#### [Required task 1]
Answer these questions about the text on Val Vallis:
(a) Who co-edited 'The Queensland Centenary Anthology' with Val Vallis?
(b) In what year were many of his poems republished, and under what title?
(c) What award commemorates him?
#### [Required task 2]
Can you repeat the passage of the text on Val Vallis starting at "Val Vallis, by" and ending at "men are brothers."?

#### [Extract]
┌──

Somehow for me that house became synonymous with Val, although he was never present when I stayed there. His warmth and bonhomie, the lyric impulse, laughter, a sense of being among friends: all this was part of the house's aura. I never felt lonely there; I always felt safe, and was quite often inspired to write poetry during my frequent stays.

Val Vallis, by personal example and through his influence as a teacher and anthologist who co-edited (with R.S. Byrnes) 'The Queensland Centenary Anthology' (1959), described by Robyn Sheahan-Bright as 'a landmark text in its documentation of Queensland literature', did much to put Queensland poetry on the map 'when even Australian poetry was struggling for recognition' (Robyn Sheahan-Bright, ed. 'Kookaburra Shells: Port Curtis Literature'. Justified Text Press, 2006, p. 130). Following the advice of W.B. Yeats's painter father, Val wrote of what he knew and loved, thereby inscribing Gladstone on the literary map and setting a precedent for others to follow in writing of regional places.

In 'Songs of the East Coast' Val wrote:

In our town all men are brothers.
No man has marked a little plot of ocean
As his domain and jealously enclosed it;
Each fisherman rules a kingdom without end.

'Drawing in hauls that mocked the night of stars', Val's lyric poems evoke the winds, the sea in all weathers, the bustling life of his hometown harbour and the lives of its fishermen and their families, charting journeys through archipelagoes and across meridians that leave enough space between their lines for the many poems that bear witness to a richly experienced life.

It is indeed fitting that this generous, witty, charismatic, and, to those who knew him personally, unforgettable poet of his time and place should be commemorated in the Arts Queensland Val Vallis Award for Unpublished Poetry.


Note: Many of Val Vallis's poems were republished in 1997, under the title 'Songs of the East Coast' (Central Queensland University Press).

└──

[Detection examples]
┌──

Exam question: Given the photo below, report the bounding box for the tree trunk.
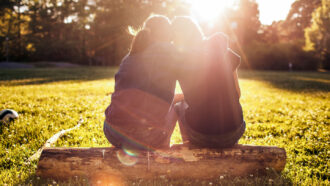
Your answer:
[37,145,286,179]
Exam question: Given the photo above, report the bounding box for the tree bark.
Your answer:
[37,145,286,179]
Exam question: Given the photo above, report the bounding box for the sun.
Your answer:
[186,0,235,22]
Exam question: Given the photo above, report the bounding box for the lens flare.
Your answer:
[186,0,236,22]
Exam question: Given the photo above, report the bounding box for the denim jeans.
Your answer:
[175,102,246,148]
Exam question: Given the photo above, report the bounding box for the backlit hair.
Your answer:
[130,29,150,54]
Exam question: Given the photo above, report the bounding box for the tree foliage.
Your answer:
[305,0,330,69]
[285,0,321,39]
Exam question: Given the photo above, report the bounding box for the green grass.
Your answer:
[0,68,330,185]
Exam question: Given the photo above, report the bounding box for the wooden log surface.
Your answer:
[37,145,286,179]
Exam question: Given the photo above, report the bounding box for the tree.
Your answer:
[305,0,330,69]
[284,0,321,39]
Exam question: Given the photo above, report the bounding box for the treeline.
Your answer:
[0,0,330,70]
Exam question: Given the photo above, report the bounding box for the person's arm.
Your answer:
[227,48,241,98]
[173,94,184,104]
[233,70,241,98]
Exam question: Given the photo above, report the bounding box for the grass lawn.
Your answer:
[0,67,330,185]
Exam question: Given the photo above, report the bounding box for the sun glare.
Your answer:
[187,0,235,22]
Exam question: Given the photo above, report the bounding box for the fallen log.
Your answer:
[37,145,286,179]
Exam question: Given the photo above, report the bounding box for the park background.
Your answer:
[0,0,330,70]
[0,0,330,185]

└──

#### [Answer 1]
(a) R.S. Byrnes
(b) 1997, under the title 'Songs of the East Coast'
(c) The Arts Queensland Val Vallis Award for Unpublished Poetry

#### [Answer 2]
Val Vallis, by personal example and through his influence as a teacher and anthologist who co-edited (with R.S. Byrnes) 'The Queensland Centenary Anthology' (1959), described by Robyn Sheahan-Bright as 'a landmark text in its documentation of Queensland literature', did much to put Queensland poetry on the map 'when even Australian poetry was struggling for recognition' (Robyn Sheahan-Bright, ed. 'Kookaburra Shells: Port Curtis Literature'. Justified Text Press, 2006, p. 130). Following the advice of W.B. Yeats's painter father, Val wrote of what he knew and loved, thereby inscribing Gladstone on the literary map and setting a precedent for others to follow in writing of regional places.

In 'Songs of the East Coast' Val wrote:

In our town all men are brothers.